▸ **Assigned task 1**
Reproduce the asbestos passage word for word, from "Asbestos is classified" to "anthopyllite, and actinolite.".
▸ **Assigned task 2**
In the asbestos passage, what was asbestos first used for around 2500 B.C.?
*** Opening Page extract ***
The term asbestos comes from the Greek word for “inextinguishable” or “indestructible.” Asbestos is a fibrous mineral with thermal and chemical resistance, flexibility, and high tensile strength properties. Although its use has been reduced since the 1970's, today asbestos is still present in many common household items and old buildings.

The first use of asbestos dates back to 2500 B.C., when it was used as a wick material for oil lamps and also in pottery making. Asbestos was also used in cloths for retaining the ashes of the dead during cremation. Mats were also made from asbestos by both the Chinese and Egyptians. Combining asbestos with clay and other materials was also one of its earlier applications.

Asbestos is classified into many different types, which include; chrysotile (white asbestos), crocidolite (blue asbestos), amosite (brown asbestos), tremolite, anthopyllite, and actinolite.
*** Closing Page extract ***
*** Opening Excerpted records ***
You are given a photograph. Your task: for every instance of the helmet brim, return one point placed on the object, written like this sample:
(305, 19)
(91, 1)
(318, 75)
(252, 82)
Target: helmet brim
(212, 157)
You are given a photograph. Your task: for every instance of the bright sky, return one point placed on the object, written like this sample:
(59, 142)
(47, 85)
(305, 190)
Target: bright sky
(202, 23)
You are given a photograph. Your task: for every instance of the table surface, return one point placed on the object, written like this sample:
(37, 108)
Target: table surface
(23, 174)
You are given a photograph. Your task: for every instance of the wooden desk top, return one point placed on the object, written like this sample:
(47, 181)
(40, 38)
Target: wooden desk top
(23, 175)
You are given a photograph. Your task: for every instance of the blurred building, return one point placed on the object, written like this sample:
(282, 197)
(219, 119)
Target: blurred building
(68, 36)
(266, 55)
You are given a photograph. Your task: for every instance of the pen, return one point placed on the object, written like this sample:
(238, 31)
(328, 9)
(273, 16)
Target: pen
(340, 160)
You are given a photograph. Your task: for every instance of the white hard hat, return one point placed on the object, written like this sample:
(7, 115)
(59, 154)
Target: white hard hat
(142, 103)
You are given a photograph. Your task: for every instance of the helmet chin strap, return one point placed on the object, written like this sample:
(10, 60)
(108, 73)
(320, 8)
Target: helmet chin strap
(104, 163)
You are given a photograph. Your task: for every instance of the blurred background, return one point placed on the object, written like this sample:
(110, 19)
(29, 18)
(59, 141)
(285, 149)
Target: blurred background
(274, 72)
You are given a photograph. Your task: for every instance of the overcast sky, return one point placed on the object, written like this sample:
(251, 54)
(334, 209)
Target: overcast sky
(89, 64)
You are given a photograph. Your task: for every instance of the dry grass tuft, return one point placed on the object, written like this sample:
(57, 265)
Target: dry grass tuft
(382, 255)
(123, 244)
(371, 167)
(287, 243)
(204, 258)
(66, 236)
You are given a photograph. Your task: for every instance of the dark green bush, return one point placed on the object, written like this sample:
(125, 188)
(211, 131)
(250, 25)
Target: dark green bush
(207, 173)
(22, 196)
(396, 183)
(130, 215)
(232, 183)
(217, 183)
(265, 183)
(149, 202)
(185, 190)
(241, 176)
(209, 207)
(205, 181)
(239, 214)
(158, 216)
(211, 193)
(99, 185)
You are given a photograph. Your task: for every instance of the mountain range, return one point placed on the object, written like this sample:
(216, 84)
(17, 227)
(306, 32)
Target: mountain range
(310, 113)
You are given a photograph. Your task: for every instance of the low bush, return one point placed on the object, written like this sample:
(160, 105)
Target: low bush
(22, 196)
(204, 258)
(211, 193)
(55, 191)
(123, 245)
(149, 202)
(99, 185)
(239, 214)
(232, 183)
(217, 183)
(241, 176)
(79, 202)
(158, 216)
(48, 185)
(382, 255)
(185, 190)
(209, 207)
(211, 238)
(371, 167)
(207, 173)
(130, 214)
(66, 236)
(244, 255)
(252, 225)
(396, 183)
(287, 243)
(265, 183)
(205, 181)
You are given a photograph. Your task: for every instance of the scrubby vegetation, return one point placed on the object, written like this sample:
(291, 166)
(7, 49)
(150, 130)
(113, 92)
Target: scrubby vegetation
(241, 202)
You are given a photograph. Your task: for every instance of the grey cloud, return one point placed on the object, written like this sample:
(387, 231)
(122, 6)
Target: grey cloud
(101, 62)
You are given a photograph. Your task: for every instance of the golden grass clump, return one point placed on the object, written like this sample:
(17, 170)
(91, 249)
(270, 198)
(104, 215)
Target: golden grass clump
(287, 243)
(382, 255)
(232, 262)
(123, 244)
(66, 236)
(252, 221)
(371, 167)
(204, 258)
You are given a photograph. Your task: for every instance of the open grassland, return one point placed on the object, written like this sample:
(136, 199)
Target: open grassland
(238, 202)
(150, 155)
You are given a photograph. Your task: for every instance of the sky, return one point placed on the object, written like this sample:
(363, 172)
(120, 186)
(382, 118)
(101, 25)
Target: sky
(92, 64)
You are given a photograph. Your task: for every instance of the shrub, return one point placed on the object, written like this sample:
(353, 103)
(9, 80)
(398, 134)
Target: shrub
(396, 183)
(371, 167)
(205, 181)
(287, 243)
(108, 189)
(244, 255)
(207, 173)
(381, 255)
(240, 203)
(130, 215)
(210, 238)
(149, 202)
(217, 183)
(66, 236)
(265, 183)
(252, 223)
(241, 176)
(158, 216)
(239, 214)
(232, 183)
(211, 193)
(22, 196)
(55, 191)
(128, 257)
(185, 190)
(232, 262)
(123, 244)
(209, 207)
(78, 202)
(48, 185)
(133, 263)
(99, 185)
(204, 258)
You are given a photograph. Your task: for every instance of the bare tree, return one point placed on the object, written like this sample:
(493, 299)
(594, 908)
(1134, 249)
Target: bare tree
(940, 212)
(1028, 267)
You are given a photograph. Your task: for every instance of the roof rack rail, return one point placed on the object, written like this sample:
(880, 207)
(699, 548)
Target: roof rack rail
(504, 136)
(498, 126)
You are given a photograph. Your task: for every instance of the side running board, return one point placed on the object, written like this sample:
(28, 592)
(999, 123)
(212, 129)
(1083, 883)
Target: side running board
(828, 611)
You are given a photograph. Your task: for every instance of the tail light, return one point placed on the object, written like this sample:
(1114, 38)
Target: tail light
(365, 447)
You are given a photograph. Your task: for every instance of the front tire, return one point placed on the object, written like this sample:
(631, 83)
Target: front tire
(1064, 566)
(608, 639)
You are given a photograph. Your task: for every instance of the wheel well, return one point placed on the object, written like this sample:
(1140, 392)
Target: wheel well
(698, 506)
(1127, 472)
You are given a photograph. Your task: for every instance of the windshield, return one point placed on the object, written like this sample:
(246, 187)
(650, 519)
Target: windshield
*** Closing Excerpted records ***
▸ **Response area 1**
Asbestos is classified into many different types, which include; chrysotile (white asbestos), crocidolite (blue asbestos), amosite (brown asbestos), tremolite, anthopyllite, and actinolite.

▸ **Response area 2**
It was used as a wick material for oil lamps and in pottery making.